EXERCISE | Copy exactly the run of lines that begins at the line with "Pick out the blue" and ends at the final line of the entries.

SUPPLIED MATERIAL |
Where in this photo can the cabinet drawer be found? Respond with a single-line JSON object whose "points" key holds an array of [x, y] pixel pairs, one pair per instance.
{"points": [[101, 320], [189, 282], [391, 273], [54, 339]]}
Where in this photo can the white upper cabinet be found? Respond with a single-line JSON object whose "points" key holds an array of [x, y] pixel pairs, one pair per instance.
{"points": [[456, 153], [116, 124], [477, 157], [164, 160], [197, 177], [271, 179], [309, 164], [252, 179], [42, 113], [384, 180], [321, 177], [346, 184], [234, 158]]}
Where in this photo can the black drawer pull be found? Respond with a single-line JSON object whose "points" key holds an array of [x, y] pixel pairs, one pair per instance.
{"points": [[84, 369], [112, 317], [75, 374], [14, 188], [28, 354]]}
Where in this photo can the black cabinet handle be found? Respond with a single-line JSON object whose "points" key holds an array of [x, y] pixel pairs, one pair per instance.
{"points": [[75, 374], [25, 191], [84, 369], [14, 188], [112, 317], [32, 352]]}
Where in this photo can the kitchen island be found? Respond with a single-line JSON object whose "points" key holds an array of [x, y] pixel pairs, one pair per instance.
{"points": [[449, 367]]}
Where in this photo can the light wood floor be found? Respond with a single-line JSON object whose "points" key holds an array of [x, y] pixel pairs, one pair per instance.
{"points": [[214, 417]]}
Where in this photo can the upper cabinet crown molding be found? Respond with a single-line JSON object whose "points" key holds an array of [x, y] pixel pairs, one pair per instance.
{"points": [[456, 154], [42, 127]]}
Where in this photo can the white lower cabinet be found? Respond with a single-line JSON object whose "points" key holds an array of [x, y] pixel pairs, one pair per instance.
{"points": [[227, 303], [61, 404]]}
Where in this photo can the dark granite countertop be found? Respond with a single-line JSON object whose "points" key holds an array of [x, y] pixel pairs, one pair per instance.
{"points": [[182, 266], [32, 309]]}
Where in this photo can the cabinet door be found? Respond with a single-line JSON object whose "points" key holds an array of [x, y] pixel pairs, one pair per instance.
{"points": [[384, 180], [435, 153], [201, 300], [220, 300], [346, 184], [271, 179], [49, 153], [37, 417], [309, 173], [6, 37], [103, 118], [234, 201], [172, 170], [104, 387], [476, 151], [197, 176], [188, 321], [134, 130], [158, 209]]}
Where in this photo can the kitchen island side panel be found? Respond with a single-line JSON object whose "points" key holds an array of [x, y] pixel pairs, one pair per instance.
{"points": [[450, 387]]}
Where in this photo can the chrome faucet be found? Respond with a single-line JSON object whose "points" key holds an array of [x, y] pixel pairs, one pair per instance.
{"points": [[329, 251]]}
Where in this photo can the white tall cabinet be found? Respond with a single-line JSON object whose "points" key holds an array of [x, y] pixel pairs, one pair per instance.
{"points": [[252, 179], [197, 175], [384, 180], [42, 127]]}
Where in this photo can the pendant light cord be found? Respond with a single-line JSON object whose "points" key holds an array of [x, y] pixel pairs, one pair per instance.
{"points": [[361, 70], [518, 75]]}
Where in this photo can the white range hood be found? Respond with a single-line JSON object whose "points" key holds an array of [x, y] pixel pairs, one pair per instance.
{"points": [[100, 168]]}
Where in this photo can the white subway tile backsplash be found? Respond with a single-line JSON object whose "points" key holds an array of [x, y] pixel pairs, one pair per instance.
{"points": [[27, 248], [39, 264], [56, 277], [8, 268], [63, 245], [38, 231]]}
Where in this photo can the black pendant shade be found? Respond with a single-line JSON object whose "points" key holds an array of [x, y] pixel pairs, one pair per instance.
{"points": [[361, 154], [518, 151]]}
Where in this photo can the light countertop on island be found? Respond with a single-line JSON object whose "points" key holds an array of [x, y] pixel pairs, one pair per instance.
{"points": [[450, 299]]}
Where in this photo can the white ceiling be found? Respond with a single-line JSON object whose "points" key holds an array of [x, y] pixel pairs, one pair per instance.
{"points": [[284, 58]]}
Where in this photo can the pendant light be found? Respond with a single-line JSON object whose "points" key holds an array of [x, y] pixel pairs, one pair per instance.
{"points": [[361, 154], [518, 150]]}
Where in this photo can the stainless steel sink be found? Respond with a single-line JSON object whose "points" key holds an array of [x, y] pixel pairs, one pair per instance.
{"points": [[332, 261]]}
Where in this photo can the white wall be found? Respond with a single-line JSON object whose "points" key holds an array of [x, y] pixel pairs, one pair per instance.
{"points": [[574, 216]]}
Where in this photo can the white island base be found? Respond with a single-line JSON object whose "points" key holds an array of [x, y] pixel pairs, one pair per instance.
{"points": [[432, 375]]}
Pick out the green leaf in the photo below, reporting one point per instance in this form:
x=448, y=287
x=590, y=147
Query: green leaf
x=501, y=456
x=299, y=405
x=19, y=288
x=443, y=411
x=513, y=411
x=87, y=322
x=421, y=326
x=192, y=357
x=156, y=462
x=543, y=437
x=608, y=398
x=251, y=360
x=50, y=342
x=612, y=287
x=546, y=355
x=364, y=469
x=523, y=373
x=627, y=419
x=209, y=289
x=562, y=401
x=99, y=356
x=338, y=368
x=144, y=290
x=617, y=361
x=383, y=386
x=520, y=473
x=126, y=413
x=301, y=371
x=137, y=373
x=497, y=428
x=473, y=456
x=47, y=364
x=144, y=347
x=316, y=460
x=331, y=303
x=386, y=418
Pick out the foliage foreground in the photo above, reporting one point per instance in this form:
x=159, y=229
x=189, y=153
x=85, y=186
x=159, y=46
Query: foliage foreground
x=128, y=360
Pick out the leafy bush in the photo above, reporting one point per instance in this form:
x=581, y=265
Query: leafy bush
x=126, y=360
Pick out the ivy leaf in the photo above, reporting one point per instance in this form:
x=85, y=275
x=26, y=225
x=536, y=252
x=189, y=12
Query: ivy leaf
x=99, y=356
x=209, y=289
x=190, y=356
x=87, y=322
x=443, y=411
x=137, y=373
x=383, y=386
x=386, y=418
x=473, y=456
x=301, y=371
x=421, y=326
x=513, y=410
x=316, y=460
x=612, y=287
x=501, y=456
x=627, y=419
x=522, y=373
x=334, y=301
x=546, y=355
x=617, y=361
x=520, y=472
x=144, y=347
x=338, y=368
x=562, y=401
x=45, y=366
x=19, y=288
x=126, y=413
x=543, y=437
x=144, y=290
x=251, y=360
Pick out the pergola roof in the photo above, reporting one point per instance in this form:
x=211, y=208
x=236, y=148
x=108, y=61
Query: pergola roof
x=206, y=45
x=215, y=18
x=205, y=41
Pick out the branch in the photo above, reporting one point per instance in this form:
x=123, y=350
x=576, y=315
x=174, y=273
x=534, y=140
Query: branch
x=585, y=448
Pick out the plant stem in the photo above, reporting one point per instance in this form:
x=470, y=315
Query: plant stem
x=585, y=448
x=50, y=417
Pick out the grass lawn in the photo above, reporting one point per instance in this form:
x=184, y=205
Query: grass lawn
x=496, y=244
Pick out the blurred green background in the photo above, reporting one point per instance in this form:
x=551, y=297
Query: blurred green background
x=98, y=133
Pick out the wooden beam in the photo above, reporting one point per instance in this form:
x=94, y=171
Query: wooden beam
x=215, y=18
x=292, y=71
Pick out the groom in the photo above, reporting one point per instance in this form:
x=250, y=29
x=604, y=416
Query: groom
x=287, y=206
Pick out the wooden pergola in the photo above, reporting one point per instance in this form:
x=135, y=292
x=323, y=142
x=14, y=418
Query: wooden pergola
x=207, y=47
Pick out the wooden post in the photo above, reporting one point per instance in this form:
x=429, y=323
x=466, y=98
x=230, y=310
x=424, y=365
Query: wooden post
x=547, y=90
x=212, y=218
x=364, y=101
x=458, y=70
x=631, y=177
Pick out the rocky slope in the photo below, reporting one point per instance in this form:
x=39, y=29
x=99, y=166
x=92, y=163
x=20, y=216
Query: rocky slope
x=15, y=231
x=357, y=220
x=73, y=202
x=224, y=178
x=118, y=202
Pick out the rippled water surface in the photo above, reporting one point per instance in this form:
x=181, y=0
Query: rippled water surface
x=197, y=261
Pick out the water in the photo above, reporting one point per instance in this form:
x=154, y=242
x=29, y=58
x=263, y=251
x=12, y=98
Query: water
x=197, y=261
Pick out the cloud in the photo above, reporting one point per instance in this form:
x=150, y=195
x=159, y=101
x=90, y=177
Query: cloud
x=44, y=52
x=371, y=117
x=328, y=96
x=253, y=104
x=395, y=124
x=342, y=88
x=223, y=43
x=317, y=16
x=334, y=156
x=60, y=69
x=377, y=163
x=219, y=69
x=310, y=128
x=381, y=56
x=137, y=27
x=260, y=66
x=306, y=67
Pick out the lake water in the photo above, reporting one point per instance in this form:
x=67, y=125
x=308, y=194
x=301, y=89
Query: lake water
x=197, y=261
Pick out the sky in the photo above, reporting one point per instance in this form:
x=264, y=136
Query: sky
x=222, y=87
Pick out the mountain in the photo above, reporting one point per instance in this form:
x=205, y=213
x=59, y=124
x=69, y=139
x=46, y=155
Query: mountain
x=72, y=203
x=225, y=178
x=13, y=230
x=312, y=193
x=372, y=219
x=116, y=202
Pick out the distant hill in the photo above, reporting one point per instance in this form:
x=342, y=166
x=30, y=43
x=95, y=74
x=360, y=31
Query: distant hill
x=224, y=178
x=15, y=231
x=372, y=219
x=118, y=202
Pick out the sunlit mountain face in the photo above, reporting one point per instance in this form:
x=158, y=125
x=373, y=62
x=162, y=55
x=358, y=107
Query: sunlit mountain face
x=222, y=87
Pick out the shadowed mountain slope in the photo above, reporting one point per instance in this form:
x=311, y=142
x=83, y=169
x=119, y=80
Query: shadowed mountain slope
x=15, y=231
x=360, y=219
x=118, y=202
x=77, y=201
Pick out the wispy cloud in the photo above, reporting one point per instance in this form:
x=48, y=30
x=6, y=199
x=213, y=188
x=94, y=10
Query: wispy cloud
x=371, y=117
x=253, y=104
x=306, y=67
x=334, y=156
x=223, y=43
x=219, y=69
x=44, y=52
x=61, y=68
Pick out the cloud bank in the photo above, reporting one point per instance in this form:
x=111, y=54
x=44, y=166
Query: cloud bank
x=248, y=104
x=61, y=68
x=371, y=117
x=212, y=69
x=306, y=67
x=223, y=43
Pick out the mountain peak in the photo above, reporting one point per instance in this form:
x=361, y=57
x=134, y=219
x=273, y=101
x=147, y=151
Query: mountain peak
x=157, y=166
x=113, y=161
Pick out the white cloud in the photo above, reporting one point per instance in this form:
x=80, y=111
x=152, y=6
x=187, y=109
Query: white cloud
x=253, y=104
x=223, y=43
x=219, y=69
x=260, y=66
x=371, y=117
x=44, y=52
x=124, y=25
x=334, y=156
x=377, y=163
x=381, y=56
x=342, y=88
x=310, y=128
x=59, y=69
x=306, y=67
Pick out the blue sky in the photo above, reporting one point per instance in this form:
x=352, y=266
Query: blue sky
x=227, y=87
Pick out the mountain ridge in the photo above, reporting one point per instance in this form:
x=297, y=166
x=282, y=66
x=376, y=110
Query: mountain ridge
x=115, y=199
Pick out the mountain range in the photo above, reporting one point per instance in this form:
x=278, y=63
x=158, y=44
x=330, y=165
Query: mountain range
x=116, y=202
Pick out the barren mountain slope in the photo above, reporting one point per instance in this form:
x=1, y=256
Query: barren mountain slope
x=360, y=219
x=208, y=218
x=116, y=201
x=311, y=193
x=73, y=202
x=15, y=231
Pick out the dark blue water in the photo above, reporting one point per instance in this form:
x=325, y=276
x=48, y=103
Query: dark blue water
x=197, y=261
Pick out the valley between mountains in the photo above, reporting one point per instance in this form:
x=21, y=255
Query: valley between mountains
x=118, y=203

RESULT FOR THIS TASK |
Pick out the blue sky in the photo above, reporting one point per instance in this form:
x=352, y=266
Query: blue sky
x=227, y=87
Pick out the mountain ridge in the photo above, reporting one point per instance in this form:
x=297, y=166
x=282, y=66
x=376, y=110
Query: mountain ridge
x=115, y=199
Pick out the mountain range in the photo above, reporting one point per instance in this form:
x=278, y=63
x=158, y=44
x=330, y=165
Query: mountain range
x=116, y=202
Pick out the barren mountain slope in the photo above, reporting one point per instance in this form:
x=1, y=256
Query: barren mountain slope
x=360, y=219
x=208, y=218
x=116, y=201
x=311, y=193
x=73, y=202
x=15, y=231
Pick out the dark blue water in the photo above, reporting one point per instance in this form:
x=325, y=276
x=48, y=103
Query: dark blue water
x=197, y=261
Pick out the valley between mountains in the photo above, reporting one point per instance in this form:
x=21, y=255
Query: valley between mountains
x=118, y=203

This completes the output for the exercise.